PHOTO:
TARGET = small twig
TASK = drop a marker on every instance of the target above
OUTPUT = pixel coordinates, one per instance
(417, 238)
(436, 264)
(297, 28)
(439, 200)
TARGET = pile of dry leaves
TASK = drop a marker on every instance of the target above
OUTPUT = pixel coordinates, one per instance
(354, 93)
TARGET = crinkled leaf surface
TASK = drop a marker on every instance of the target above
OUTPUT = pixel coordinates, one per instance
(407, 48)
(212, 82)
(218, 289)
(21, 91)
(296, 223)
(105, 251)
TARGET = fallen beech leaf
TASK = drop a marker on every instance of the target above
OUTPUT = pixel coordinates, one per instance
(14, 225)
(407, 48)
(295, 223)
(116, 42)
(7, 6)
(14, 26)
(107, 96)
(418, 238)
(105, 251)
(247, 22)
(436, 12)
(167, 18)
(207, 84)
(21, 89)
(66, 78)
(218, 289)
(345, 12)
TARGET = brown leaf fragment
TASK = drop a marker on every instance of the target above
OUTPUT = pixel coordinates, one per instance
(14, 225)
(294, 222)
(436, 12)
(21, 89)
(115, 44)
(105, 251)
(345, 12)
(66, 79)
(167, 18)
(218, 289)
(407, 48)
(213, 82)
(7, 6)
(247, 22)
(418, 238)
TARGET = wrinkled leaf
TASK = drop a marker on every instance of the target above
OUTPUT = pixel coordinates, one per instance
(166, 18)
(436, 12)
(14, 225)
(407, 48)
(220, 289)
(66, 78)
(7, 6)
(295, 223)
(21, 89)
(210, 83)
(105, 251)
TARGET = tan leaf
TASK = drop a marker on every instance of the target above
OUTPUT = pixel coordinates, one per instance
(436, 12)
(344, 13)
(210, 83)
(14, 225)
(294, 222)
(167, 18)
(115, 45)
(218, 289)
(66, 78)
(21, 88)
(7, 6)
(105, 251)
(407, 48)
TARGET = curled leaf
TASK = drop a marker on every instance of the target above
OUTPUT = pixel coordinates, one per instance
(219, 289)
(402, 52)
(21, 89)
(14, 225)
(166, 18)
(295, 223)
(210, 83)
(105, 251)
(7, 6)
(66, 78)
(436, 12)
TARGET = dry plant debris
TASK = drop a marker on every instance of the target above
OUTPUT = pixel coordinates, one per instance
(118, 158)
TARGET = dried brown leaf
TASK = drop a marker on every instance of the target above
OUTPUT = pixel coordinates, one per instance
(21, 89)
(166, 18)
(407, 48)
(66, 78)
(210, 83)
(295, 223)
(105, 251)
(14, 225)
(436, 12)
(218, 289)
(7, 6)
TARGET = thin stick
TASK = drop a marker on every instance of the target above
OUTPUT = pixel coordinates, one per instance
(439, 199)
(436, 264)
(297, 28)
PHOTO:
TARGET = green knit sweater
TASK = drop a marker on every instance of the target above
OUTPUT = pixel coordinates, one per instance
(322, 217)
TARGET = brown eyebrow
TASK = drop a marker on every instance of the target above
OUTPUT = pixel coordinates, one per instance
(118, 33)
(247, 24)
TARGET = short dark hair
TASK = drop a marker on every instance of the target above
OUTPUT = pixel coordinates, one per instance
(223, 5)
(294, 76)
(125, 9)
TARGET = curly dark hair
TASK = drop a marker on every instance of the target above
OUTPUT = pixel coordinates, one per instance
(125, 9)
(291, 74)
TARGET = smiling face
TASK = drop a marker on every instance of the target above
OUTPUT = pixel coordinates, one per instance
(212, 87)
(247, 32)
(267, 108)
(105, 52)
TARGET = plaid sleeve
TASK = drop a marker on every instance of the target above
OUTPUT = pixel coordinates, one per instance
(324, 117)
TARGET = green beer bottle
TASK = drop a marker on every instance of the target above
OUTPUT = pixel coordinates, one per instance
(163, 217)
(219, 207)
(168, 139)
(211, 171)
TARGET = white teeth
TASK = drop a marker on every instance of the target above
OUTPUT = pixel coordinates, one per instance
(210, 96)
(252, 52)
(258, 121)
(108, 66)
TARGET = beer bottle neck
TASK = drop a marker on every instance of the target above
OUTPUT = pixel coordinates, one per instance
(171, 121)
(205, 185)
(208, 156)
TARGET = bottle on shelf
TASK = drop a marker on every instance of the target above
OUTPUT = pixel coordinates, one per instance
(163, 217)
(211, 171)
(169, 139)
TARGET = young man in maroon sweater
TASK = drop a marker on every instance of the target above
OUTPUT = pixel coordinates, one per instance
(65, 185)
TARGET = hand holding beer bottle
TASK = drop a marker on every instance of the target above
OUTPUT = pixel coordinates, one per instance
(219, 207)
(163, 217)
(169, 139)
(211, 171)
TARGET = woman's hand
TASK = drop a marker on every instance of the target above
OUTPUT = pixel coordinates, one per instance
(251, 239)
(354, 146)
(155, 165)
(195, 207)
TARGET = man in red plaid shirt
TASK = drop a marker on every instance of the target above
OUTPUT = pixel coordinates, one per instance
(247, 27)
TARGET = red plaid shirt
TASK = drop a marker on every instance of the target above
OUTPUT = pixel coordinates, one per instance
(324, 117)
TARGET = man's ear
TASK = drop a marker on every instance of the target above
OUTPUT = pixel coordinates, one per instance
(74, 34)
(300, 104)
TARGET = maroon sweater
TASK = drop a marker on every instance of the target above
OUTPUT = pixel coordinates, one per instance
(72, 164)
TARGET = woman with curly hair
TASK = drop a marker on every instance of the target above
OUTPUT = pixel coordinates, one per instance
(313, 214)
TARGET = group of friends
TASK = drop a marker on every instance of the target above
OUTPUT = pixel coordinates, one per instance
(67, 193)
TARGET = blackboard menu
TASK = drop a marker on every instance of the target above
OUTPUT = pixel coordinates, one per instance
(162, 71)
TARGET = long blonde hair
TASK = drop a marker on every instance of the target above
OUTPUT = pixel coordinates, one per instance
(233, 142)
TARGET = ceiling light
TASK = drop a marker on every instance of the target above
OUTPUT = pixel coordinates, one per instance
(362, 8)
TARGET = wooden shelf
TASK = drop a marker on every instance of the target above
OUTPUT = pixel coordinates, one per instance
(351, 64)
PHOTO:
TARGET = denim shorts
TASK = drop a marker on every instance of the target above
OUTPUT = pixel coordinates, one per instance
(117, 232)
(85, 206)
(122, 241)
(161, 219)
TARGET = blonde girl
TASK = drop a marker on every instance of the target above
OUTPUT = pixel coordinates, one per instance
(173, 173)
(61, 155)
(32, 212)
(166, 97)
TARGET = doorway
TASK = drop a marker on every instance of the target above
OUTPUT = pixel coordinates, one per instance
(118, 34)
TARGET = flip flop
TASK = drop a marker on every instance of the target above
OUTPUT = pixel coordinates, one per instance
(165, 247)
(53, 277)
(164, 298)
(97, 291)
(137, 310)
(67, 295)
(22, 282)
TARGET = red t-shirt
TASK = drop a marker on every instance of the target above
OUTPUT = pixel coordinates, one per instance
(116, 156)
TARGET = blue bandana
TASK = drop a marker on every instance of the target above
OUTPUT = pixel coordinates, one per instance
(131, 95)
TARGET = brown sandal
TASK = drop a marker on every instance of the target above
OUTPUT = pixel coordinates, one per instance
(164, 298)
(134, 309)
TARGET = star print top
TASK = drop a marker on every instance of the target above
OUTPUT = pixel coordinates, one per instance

** What you are asked to do **
Repeat word for word the lines of the records, starting at the line that contains "TARGET = star print top" and ending at the last line of the records, with both of those lines included.

** Response to the task **
TARGET = star print top
TASK = drop a marker on every instance of the target above
OUTPUT = pixel coordinates, one per instance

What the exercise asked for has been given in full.